**Selected extract**
..........

On February 25, 1957, Mr. Kaufman closed out Home Federal Savings and Loan Association account No. 3439, which had a then balance of $1,598.42, and with said sum a new account, No. 4366, in the same depository, was opened in the names of Earl and Viola Kaufman. At this time, both Mr. and Mrs. Kaufman signed a membership application, providing, in part:

“ . . . for the issuance of evidence of membership in the approved form in the joint names of the undersigned as joint tenants with the right of survivorship and not as tenants in common. ...”

A pass book to this account, which was, until the latter part of 1959, kept available to both, was then issued in the names of and entitled:

*4 “Earl & Viola Kaufman as Joint Tenants With the Right of Survivorship and Not as Tenants in Common.”

This account, thereafter, with one withdrawal of $930, increased to $2,800.34.

On July 3, 1959, the sum of $2,000 was withdrawn from this account and deposited with additional party defendant credit union, in account No. 787, Mr. and Mrs. Kaufman then signing a membership card, reading as follows:

“Joint Share Account Agreement
“The Yakima Fireman’s City Employees Credit Union is hereby authorized to recognize any of the signatures subscribed hereto in the payment of funds or the transaction of any business for this account. The joint owners of this account hereby agree with each other and with said Credit Union that all sums now paid in on shares or heretofore or hereafter paid in on shares by any or all of said joint owners to their credit as such joint owners with all accumulations thereon are and shall be owned by them jointly with right of survivorship and be subject to the withdrawal or receipt of any of them and payment to any of them or the survivor or survivors shall be valid and discharge said Credit Union from any liability for such payment. Said joint owners do further agree that any amounts added to this account by reason of any Life Insurance shall be paid to the surviving joint tenant or joint tenants who are hereby designated as the beneficiary or beneficiaries of such insurance.

..........

**Stated task 1**
Summarize the excerpt on the Kaufman accounts in two sentences.

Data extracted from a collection
..........

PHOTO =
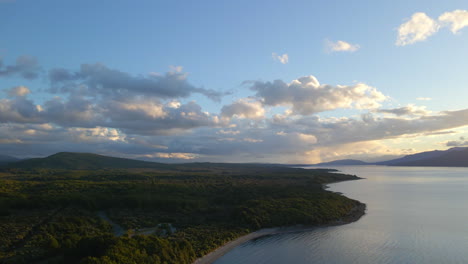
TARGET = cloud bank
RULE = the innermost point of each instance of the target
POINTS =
(420, 26)
(156, 117)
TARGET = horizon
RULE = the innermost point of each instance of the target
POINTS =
(290, 83)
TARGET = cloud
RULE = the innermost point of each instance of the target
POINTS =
(456, 20)
(98, 79)
(281, 58)
(462, 142)
(418, 28)
(243, 108)
(19, 91)
(25, 66)
(340, 46)
(307, 96)
(421, 26)
(424, 99)
(411, 110)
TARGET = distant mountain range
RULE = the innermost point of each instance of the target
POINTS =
(82, 161)
(454, 157)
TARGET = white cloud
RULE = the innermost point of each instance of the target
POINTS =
(421, 26)
(307, 96)
(19, 91)
(341, 46)
(243, 108)
(281, 58)
(456, 20)
(424, 99)
(410, 110)
(418, 28)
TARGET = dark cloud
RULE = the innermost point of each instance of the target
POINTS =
(406, 110)
(243, 108)
(307, 96)
(462, 142)
(25, 66)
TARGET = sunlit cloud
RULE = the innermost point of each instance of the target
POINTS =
(420, 26)
(284, 59)
(341, 46)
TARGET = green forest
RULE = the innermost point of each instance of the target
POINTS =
(170, 214)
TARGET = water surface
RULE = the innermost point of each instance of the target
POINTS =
(414, 215)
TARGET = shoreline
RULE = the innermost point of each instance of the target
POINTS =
(354, 214)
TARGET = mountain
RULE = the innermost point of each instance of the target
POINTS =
(83, 161)
(4, 159)
(430, 158)
(449, 158)
(345, 162)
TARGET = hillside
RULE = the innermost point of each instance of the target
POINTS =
(4, 159)
(344, 162)
(83, 161)
(458, 158)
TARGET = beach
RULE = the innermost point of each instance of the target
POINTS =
(354, 215)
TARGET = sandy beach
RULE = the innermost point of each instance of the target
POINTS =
(353, 215)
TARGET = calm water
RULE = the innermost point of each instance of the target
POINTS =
(414, 215)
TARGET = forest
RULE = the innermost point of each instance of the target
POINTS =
(169, 214)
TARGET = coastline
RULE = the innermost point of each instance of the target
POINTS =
(354, 214)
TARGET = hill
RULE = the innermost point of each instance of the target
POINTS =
(83, 161)
(4, 159)
(449, 158)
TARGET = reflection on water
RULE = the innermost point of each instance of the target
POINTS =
(414, 215)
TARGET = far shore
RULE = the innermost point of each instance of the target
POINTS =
(355, 214)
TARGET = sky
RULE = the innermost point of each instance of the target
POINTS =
(237, 81)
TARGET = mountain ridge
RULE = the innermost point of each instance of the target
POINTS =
(453, 157)
(83, 161)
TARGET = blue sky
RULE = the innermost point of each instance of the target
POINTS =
(221, 46)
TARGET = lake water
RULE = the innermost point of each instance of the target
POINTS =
(414, 215)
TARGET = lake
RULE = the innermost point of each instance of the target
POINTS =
(414, 215)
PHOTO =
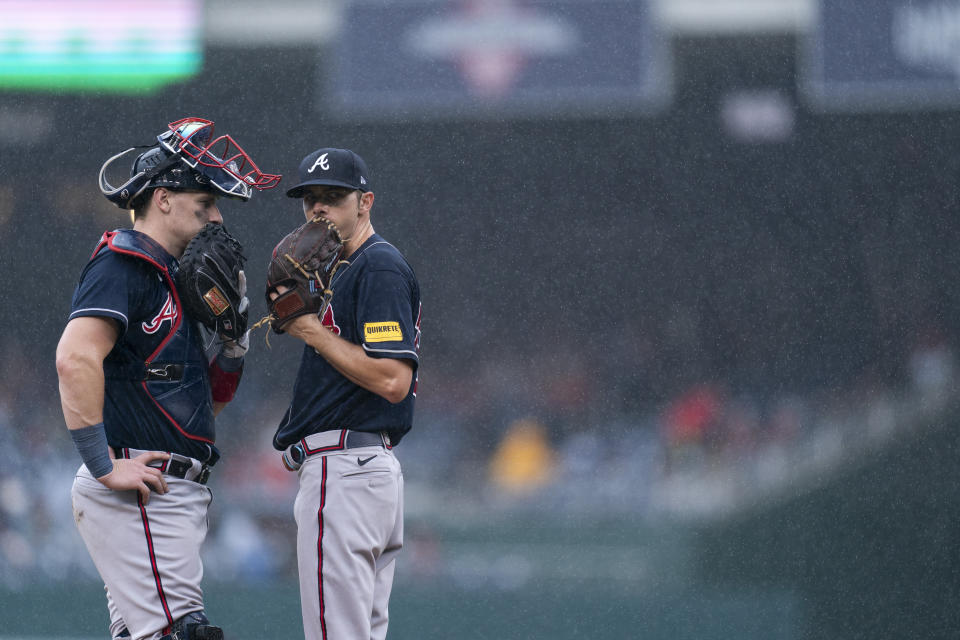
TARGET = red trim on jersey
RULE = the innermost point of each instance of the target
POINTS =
(323, 500)
(153, 559)
(334, 447)
(108, 237)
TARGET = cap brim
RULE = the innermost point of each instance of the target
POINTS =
(298, 190)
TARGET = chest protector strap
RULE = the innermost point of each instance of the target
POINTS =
(174, 374)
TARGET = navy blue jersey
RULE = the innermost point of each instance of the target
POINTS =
(157, 389)
(375, 304)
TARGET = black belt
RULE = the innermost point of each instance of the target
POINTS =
(177, 465)
(181, 469)
(328, 441)
(141, 371)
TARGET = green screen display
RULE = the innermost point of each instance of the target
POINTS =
(99, 45)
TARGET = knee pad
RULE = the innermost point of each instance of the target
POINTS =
(194, 626)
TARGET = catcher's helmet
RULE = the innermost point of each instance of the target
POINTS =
(187, 158)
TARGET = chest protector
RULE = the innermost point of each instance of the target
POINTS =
(164, 355)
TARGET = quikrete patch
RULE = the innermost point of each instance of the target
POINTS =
(382, 331)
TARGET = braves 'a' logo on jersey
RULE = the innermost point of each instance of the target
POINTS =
(167, 312)
(328, 320)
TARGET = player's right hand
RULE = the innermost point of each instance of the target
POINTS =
(134, 473)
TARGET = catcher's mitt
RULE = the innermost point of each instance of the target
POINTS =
(304, 262)
(212, 284)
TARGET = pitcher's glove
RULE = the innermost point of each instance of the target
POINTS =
(304, 263)
(212, 284)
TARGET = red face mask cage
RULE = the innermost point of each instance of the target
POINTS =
(191, 136)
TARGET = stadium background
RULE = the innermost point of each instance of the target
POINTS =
(687, 369)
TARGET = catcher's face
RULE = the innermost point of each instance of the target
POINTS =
(190, 211)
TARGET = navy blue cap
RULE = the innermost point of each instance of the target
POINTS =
(331, 167)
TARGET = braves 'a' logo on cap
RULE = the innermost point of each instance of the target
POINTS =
(322, 162)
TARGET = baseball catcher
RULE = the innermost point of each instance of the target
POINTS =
(300, 272)
(212, 283)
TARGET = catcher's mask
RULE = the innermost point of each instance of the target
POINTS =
(188, 157)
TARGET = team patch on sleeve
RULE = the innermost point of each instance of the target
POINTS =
(382, 332)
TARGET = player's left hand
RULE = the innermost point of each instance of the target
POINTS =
(301, 326)
(134, 473)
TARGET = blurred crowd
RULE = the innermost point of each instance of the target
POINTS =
(543, 438)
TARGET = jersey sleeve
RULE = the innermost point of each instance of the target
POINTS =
(104, 289)
(386, 320)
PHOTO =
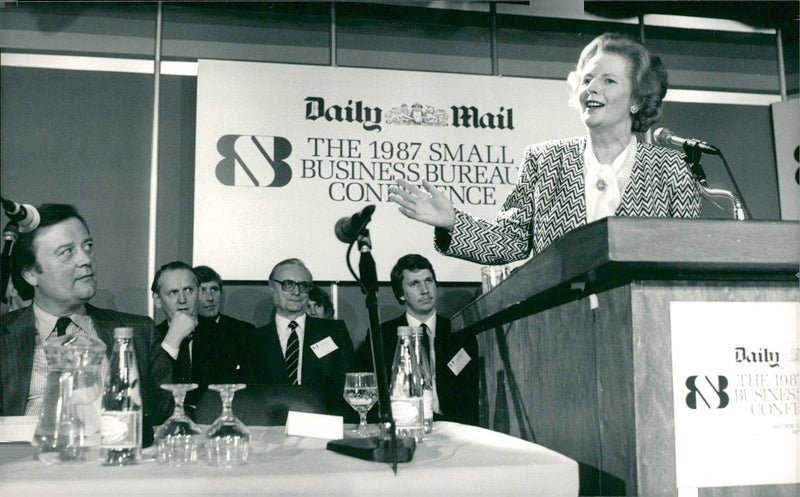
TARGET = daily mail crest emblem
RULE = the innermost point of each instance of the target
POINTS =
(417, 115)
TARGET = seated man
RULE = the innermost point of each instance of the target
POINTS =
(57, 261)
(296, 349)
(454, 357)
(175, 290)
(226, 350)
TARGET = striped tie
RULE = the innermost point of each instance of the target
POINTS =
(292, 354)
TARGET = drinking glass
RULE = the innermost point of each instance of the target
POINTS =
(178, 439)
(361, 392)
(227, 439)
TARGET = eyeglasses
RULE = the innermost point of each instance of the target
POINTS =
(289, 285)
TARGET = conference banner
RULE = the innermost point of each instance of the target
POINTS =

..........

**Stated task 2**
Pick out every line of the records that contains the string "navy", treating uppercase and lowercase as distinct.

**Response 1**
On February 25, 1957, Mr. Kaufman closed Home Federal Savings and Loan Association account No. 3439 and used its $1,598.42 balance to open account No. 4366 in the names of Earl and Viola Kaufman, both of whom signed an application for joint tenancy with the right of survivorship. After one $930 withdrawal the account grew to $2,800.34, and on July 3, 1959, $2,000 was withdrawn from it and deposited in credit union account No. 787 under a signed agreement providing for joint ownership with the right of survivorship.

**Response 2**
TARGET = navy blue jersey
TARGET = navy blue cap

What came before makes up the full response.